▶ What is expected:
Among the entries beneath this sentence, how many lines include the word "asked"? Only the number is wanted.

▶ Exercise input:
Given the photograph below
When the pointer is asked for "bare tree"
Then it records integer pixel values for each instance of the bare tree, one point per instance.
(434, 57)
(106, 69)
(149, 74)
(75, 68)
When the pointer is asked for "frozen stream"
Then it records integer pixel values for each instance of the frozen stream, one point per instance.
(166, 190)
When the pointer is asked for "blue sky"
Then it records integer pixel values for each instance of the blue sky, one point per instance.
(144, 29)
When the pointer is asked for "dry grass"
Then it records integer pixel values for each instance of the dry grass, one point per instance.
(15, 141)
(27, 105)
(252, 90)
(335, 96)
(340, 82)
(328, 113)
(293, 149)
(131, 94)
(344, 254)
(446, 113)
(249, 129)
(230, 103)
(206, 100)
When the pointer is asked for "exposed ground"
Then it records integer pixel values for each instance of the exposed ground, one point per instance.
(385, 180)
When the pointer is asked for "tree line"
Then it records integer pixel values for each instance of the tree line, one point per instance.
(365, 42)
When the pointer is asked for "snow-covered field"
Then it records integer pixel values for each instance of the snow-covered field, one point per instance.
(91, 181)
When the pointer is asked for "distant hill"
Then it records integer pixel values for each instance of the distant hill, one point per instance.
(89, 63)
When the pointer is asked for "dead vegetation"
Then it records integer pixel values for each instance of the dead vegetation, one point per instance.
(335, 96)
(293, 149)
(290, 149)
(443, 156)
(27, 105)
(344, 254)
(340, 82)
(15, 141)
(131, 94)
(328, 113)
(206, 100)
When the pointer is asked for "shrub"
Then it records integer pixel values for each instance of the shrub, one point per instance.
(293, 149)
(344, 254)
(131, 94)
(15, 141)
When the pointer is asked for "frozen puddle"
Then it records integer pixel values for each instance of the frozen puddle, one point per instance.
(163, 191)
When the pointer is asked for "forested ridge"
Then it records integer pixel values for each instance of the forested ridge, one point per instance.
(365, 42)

--

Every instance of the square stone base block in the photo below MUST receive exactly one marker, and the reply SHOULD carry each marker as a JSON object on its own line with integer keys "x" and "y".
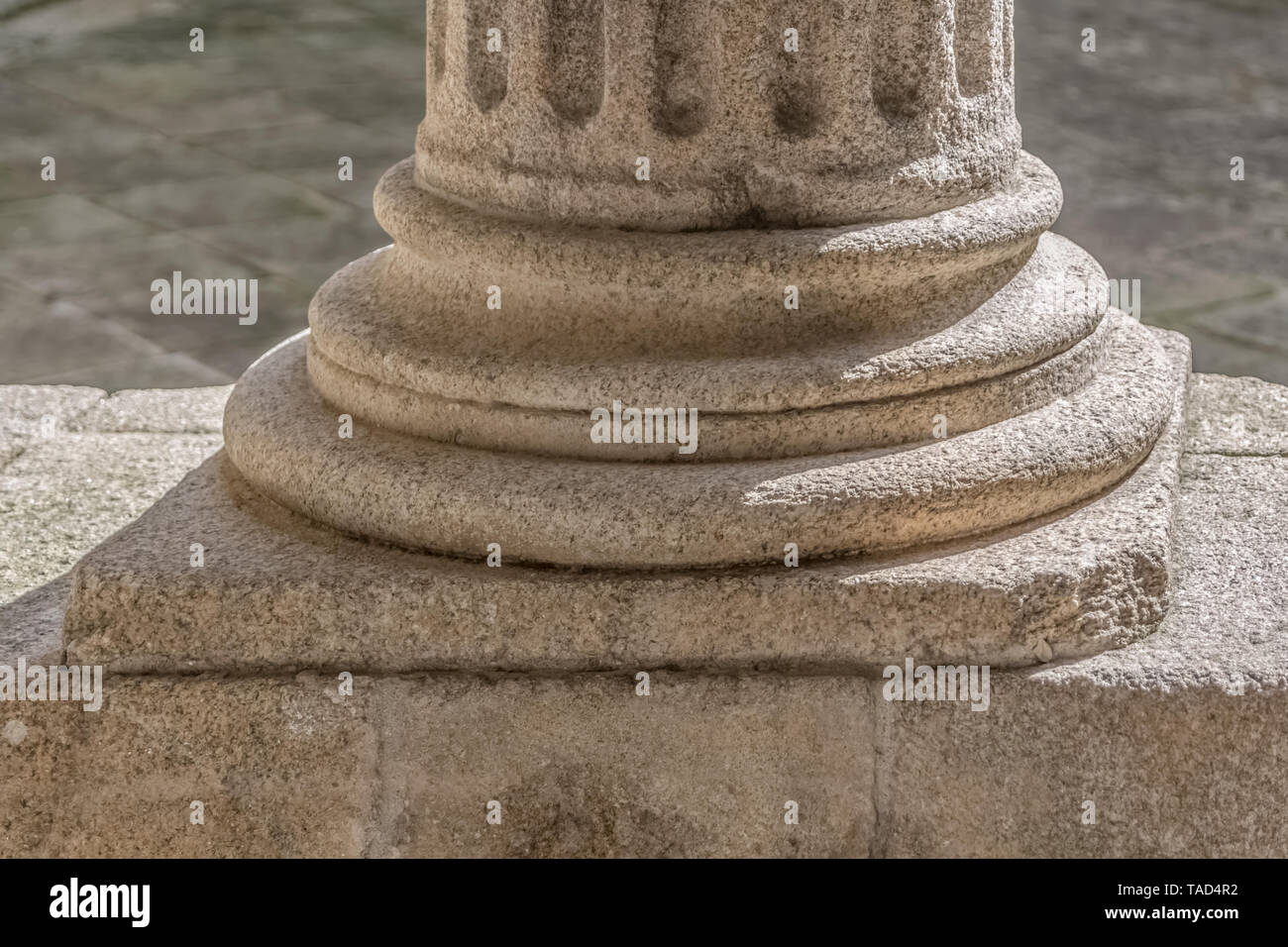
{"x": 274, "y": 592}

...

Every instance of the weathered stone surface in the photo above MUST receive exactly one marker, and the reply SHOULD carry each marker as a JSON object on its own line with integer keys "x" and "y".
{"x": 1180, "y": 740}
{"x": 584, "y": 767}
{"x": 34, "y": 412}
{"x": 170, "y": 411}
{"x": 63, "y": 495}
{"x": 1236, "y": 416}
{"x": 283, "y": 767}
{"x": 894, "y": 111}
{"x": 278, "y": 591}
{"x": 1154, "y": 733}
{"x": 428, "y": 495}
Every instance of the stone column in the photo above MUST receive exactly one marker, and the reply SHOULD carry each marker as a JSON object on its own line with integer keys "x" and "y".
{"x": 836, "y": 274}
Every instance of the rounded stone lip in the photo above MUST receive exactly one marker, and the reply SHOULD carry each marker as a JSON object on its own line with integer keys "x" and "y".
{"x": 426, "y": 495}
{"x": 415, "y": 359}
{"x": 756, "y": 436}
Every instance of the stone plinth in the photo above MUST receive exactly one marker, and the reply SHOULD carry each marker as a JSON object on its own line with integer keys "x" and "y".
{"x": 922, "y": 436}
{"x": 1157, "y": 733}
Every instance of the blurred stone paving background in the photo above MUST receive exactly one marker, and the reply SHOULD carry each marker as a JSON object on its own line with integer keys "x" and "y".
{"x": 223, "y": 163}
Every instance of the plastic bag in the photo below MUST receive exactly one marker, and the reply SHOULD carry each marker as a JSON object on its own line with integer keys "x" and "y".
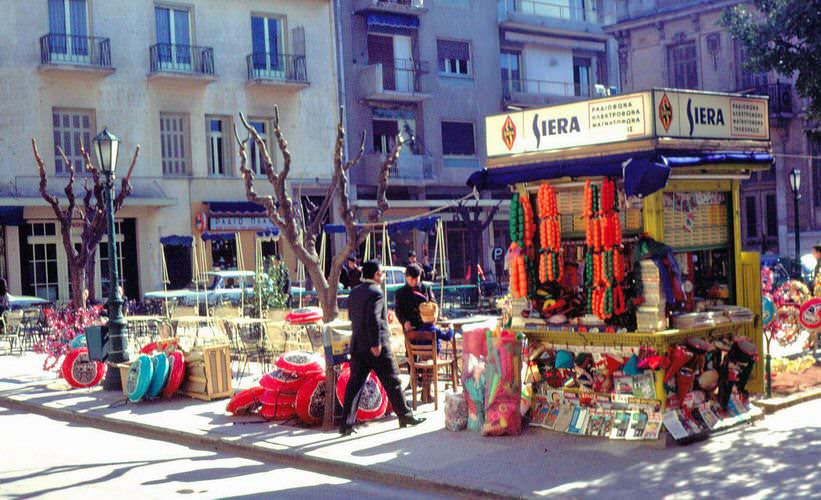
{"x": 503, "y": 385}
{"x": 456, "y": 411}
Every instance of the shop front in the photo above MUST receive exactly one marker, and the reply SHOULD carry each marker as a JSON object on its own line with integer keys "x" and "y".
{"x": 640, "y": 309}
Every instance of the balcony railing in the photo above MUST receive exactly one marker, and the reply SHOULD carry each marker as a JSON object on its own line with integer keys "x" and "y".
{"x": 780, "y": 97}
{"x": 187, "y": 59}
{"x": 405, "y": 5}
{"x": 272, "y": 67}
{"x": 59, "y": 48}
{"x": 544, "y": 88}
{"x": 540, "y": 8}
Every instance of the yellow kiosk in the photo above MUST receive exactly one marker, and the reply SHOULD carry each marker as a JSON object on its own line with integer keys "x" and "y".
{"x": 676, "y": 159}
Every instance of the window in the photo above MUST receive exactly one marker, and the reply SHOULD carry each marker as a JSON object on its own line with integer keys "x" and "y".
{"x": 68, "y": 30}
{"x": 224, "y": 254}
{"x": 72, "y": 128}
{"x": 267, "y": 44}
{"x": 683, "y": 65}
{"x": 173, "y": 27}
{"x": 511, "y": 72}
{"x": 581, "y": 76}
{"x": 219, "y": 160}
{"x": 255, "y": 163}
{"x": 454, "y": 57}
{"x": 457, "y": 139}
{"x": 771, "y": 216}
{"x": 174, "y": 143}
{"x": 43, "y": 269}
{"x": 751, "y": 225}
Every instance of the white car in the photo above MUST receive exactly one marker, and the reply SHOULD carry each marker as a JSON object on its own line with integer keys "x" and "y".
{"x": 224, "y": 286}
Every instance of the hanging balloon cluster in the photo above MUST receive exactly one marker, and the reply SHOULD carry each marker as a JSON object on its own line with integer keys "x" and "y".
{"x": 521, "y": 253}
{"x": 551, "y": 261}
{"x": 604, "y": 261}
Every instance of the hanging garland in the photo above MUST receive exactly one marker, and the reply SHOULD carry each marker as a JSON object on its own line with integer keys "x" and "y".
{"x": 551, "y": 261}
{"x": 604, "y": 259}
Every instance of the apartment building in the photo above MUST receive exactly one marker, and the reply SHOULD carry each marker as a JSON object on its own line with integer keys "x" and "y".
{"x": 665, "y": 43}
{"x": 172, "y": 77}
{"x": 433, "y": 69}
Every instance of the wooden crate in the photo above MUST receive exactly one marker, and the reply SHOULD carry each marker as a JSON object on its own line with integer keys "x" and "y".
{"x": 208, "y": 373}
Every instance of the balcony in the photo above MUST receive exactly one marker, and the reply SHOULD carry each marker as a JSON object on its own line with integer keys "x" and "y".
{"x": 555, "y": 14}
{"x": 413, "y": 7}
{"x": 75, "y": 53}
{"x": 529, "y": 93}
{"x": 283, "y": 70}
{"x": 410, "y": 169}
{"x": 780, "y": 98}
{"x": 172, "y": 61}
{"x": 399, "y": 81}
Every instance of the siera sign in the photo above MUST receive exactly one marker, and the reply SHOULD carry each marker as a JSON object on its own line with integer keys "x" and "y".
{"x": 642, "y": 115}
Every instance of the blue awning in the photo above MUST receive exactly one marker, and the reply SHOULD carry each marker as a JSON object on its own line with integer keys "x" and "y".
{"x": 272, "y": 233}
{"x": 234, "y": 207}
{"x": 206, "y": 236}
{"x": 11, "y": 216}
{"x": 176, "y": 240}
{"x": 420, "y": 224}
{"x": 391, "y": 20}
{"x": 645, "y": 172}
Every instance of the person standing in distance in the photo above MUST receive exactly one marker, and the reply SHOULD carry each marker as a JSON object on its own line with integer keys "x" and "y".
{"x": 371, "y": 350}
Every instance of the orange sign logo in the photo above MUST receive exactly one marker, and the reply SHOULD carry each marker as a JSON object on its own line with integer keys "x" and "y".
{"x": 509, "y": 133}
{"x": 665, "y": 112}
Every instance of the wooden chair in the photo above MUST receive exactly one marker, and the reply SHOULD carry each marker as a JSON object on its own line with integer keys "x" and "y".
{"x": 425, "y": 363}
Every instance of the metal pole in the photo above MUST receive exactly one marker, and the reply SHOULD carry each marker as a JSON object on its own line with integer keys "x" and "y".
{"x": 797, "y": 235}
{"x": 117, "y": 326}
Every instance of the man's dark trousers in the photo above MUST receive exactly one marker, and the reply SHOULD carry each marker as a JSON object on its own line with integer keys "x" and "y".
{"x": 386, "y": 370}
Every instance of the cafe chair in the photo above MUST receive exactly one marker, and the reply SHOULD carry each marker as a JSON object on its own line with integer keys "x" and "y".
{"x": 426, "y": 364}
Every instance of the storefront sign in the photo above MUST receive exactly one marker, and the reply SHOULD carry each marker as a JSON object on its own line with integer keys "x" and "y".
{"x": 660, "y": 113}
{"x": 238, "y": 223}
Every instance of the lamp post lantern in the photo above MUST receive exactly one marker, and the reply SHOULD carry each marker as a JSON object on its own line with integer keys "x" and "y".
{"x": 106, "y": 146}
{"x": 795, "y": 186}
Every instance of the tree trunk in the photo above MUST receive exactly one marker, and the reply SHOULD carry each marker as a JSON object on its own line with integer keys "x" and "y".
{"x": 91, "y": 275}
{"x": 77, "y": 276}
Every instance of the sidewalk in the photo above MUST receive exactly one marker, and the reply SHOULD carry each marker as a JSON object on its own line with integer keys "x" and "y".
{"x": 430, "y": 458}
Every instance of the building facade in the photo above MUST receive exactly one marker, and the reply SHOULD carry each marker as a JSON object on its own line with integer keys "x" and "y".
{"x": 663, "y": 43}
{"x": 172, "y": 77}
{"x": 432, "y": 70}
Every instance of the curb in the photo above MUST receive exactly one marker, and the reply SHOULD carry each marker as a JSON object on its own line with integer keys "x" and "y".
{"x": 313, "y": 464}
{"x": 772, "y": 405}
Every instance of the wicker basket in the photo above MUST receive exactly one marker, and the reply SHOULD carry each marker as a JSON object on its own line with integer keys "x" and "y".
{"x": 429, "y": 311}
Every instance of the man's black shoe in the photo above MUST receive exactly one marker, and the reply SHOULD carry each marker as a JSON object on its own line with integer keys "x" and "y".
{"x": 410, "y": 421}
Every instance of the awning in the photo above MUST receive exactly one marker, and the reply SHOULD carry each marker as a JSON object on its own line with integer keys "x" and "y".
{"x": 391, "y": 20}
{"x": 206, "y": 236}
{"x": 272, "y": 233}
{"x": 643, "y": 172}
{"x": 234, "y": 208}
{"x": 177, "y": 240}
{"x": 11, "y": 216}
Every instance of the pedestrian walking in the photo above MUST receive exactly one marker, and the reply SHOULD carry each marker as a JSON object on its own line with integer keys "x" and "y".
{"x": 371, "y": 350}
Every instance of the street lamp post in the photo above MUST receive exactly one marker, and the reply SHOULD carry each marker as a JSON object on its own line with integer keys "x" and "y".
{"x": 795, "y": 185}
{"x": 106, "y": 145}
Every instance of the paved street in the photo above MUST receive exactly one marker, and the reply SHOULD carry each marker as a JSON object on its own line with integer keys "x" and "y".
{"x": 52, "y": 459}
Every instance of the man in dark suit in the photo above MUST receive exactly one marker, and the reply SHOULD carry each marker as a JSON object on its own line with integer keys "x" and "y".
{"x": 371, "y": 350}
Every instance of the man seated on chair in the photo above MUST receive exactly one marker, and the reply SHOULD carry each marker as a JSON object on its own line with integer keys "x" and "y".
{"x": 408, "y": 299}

▶ Solved problem:
12